# EXERCISE OBJECTIVE:
Rewrite these items, replacing "ruined brick church" with "abandoned stone church" and keeping everything else the same. Omit the pictures from your answer.

# DATA EXCERPTS:
•••••

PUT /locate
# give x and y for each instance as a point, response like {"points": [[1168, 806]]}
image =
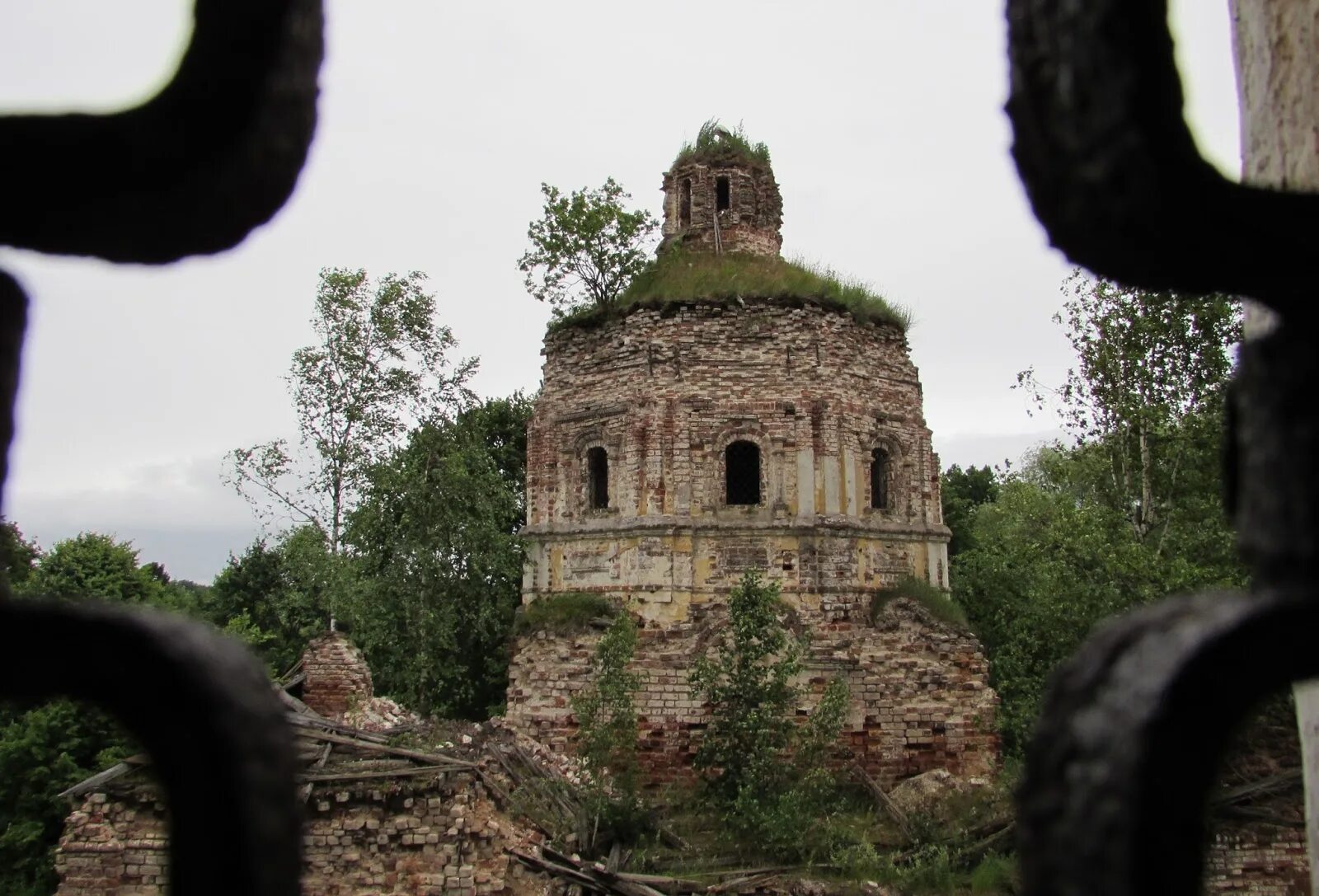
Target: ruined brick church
{"points": [[676, 448]]}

•••••

# ANSWER TO THE PROBLEM:
PUT /locate
# give x and y for each instance as a point, response like {"points": [[1168, 806]]}
image =
Target: abandoned stone church
{"points": [[676, 448]]}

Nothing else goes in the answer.